## [INSTRUCTIONS TO FOLLOW]
Restate the data exactly, with nothing altered.

## [EXTRACTED MATERIAL]

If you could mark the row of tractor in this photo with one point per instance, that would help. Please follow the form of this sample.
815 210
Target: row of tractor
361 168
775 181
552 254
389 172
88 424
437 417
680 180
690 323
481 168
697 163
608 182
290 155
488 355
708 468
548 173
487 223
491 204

## [TASK OUTPUT]
If you could mark the row of tractor in this photo with one point per instance, that would help. Please follow the form of this sample.
815 210
Target: row of tractor
361 168
775 181
552 254
389 172
88 424
437 417
680 180
690 323
481 168
697 163
608 182
290 155
488 355
708 468
548 173
487 223
491 204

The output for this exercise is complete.